= TASK MATERIAL =

+ + +

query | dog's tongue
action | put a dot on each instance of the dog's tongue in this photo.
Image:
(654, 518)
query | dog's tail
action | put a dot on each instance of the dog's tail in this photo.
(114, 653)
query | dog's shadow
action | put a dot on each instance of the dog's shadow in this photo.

+ + +

Reproduce every one of the items above verbatim, line by line.

= EXERCISE ANSWER =
query | dog's tongue
action | put a dot on each instance of the dog's tongue in this photo.
Image:
(654, 518)
query | dog's tail
action | put a dot on each instance of the dog's tail in this photo.
(114, 653)
query | dog's shadow
action | put a dot on each instance of the dog's shadow in this photo.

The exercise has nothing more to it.